WORK TO BE COMPLETED. Please return everything from the line containing "the tuba mouthpiece?" down to the end of the items below, copied word for word with both of those lines included.

(Source records)
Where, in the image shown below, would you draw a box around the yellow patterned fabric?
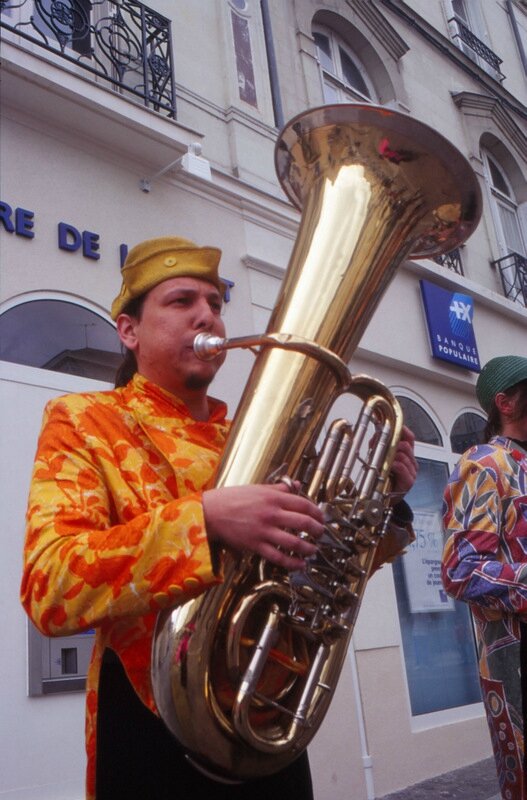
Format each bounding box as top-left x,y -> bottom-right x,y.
21,375 -> 228,798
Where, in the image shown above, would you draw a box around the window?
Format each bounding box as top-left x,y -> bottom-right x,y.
446,0 -> 505,81
0,299 -> 121,383
393,396 -> 482,716
482,150 -> 527,305
483,151 -> 527,256
313,28 -> 377,103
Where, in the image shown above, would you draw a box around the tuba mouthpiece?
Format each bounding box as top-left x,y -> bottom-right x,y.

CORRECT ANSWER.
Where, in the image shown above, would you draw a box around the tuba mouthpiece?
Format each bounding box as top-left x,y -> bottom-right x,y.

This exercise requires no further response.